→ **The exercise**: Copy out all of the data below with no alterations.

→ **Records from a collection**:
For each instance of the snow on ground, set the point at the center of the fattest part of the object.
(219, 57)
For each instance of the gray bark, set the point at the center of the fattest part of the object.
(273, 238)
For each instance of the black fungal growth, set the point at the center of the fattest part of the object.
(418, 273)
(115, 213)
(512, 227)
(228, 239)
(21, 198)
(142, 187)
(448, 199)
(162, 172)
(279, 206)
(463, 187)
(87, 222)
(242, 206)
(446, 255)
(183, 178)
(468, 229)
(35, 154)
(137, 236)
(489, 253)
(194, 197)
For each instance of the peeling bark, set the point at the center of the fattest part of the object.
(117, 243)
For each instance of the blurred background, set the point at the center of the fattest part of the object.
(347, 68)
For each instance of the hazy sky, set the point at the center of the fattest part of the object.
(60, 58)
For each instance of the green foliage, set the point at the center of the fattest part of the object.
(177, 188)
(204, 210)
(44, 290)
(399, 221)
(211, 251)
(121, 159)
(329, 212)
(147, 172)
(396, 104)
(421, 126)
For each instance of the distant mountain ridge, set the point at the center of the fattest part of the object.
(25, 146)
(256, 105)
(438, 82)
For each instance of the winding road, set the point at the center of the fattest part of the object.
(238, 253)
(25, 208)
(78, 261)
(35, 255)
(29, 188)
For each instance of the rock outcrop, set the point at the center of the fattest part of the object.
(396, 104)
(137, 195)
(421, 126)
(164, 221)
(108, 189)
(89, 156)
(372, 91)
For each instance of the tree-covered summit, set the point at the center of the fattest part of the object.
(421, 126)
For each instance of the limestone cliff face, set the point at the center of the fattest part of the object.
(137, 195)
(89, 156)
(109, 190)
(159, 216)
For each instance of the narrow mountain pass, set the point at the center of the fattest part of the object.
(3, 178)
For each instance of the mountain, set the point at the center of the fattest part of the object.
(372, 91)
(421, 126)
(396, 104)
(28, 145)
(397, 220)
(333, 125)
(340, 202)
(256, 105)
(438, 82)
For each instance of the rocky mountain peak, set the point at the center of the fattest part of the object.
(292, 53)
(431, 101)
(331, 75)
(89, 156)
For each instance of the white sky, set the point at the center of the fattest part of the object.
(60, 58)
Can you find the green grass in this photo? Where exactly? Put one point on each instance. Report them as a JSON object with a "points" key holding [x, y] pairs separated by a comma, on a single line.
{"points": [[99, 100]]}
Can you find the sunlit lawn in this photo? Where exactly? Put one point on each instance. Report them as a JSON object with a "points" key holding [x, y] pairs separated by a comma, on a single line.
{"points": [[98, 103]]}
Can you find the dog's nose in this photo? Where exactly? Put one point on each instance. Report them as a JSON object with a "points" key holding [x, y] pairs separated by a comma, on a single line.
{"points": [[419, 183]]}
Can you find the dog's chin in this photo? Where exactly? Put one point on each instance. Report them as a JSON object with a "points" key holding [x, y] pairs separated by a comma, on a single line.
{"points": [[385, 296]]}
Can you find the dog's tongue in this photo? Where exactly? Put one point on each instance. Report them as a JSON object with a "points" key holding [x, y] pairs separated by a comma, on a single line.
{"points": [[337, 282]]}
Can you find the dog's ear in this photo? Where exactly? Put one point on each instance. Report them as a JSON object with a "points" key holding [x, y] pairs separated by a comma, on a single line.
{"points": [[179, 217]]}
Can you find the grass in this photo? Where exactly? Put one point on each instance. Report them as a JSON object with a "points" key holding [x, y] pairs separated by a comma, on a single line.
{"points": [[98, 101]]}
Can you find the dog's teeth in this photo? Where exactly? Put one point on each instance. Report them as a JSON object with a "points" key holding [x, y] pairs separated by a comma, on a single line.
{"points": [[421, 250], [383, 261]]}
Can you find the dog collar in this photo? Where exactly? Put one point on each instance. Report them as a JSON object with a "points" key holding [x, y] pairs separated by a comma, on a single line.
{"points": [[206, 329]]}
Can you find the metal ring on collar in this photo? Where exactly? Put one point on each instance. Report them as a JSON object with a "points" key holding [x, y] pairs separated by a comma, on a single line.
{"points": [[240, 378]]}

→ **Result of this task**:
For each instance of the snow on ground, set the point at the center of the fattest part of the object.
(219, 57)
For each instance of the gray bark, set the point at the center of the fattest part of the object.
(273, 238)
For each instance of the black fungal growth, set the point at the center of the fattest part of the object.
(418, 273)
(115, 213)
(512, 227)
(228, 239)
(21, 198)
(142, 187)
(448, 199)
(162, 172)
(279, 206)
(463, 187)
(87, 222)
(242, 206)
(446, 255)
(183, 178)
(468, 229)
(35, 154)
(137, 236)
(489, 253)
(194, 197)
For each instance of the peeling bark, set the point at the center of the fattest part of the object.
(117, 243)
For each instance of the blurred background, set the point at the center of the fattest part of the object.
(347, 68)
For each instance of the hazy sky, set the point at the center of the fattest part of the object.
(60, 58)
For each instance of the green foliage, set the point at the center of the fattest part of the object.
(177, 188)
(204, 210)
(44, 290)
(399, 221)
(211, 251)
(121, 159)
(329, 212)
(147, 172)
(396, 104)
(421, 126)
For each instance of the distant mountain ridge, set the point at the center of the fattest part of the object.
(25, 146)
(256, 105)
(438, 82)
For each instance of the winding road, set the point at the center of the fattest part of the object.
(238, 253)
(25, 208)
(78, 261)
(35, 255)
(29, 188)
For each instance of the rock outcrop, set the point at the center of the fattest part of the object.
(396, 104)
(137, 195)
(421, 126)
(164, 221)
(108, 189)
(89, 156)
(372, 91)
For each instance of the tree-covered summit, set the point at the center of the fattest part of the object.
(421, 126)
For each instance of the limestone cliff face, set the point at the center of the fattest part of the object.
(137, 195)
(89, 156)
(109, 190)
(159, 216)
For each instance of the narrow mountain pass, set the point at the center of the fattest part of the object.
(3, 178)
For each instance of the mountain, set the point at the center of the fattest part of the object.
(372, 91)
(421, 126)
(396, 104)
(28, 145)
(397, 220)
(333, 125)
(340, 202)
(256, 105)
(438, 82)
For each instance of the rocky mountain peak, set the point at the center of the fattest part of the object.
(292, 53)
(431, 101)
(331, 75)
(89, 156)
For each instance of the white sky, set the point at the center of the fattest part of the object.
(60, 58)
Can you find the green grass in this photo? Where exactly? Put one point on each instance. Report them as a JSON object with a "points" key holding [x, y] pairs separated by a comma, on a single line.
{"points": [[99, 100]]}
Can you find the sunlit lawn in this photo? Where exactly? Put one point on each instance. Report them as a JSON object with a "points" key holding [x, y] pairs separated by a comma, on a single line.
{"points": [[98, 103]]}
Can you find the dog's nose in this photo? Where exactly? Put one point on each instance. Report them as a JSON object with a "points" key holding [x, y] pairs separated by a comma, on a single line.
{"points": [[419, 183]]}
Can you find the dog's chin in this photo? Where exactly? Put one point on each instance. Report them as a JSON object with a "points" key holding [x, y] pairs separated by a comma, on a single line.
{"points": [[385, 296]]}
Can you find the dog's tongue in this photo? Where exactly? Put one point on each instance. Report them as a JSON object with a "points" key holding [x, y] pairs separated by a comma, on a single line.
{"points": [[337, 282]]}
Can you find the dog's ear in this photo? Where exactly? Put one point on each instance. Report them as a JSON object with a "points" key holding [x, y] pairs separated by a comma, on a single line.
{"points": [[179, 217]]}
Can you find the grass in this photo? Where exactly? Put one point on each instance. Report them as a JSON object with a "points" key holding [x, y] pairs separated by a comma, on a single line.
{"points": [[98, 101]]}
Can you find the dog's teeth in this photo? Where exactly? Put one point on each instance. Report them as a JSON object with a "points" key holding [x, y] pairs separated by a comma, on a single line.
{"points": [[421, 250], [383, 261]]}
Can you find the dog collar in this photo? Where exactly? Put one point on each instance. Report them as a JSON object with a "points" key holding [x, y] pairs separated by a comma, on a single line.
{"points": [[206, 329]]}
Can you find the metal ring on collar in this photo? Where exactly? Put one point on each instance. Report them as a JSON object with a "points" key holding [x, y] pairs separated by a comma, on a single line.
{"points": [[240, 378]]}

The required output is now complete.